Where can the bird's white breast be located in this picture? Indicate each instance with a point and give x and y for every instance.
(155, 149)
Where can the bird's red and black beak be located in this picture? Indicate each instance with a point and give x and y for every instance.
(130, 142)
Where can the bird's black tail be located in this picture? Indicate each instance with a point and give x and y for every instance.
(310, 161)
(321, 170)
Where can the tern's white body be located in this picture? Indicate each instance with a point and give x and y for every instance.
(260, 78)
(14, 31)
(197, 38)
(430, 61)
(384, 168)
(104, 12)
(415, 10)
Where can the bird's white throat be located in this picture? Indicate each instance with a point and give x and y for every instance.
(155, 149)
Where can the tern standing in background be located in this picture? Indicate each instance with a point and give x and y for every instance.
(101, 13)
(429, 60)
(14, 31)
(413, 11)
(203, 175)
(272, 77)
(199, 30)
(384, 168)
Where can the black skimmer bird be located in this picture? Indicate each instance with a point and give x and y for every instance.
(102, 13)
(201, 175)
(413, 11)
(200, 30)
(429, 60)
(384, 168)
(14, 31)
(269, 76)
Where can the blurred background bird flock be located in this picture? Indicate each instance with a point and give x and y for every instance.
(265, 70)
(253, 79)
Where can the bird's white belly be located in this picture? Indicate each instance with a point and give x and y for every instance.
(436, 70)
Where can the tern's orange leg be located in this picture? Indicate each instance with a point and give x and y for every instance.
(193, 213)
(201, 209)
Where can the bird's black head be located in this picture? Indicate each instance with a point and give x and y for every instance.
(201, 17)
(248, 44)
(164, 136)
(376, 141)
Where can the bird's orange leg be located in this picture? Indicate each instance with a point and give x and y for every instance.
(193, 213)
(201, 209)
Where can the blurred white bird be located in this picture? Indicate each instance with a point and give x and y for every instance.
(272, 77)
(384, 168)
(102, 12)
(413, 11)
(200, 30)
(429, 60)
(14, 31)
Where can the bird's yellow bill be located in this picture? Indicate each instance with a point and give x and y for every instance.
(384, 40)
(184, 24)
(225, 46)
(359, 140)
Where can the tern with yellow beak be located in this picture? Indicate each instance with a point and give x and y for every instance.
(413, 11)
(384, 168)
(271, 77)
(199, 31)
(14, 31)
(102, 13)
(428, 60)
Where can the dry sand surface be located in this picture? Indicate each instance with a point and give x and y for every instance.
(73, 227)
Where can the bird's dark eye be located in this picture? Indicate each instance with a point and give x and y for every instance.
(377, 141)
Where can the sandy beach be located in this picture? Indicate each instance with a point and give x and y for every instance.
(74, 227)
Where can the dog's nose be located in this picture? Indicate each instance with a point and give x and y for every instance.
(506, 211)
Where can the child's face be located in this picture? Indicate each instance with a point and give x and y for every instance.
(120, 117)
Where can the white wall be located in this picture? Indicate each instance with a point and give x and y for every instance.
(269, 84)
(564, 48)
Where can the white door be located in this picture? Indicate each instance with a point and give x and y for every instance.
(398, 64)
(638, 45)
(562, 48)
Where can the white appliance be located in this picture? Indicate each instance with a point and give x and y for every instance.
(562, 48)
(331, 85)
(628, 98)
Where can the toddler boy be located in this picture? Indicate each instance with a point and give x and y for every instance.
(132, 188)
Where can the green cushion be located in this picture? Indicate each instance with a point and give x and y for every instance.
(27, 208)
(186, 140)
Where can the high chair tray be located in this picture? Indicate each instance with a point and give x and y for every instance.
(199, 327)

Do this.
Could you reproduce the entries from the line with "Where can the green" through the end of the entries, keeping each request line as it is, with every answer coordinate scaled by 2.3 and rounded to a whole number (halves rounded up)?

Answer to this problem.
Where can the green cushion be located in this picture? Indicate each instance with a point and give x and y for every instance.
(62, 478)
(428, 322)
Where can the high chair tray be located in this picture? Indicate each instance with a point and give x and y for every instance.
(458, 752)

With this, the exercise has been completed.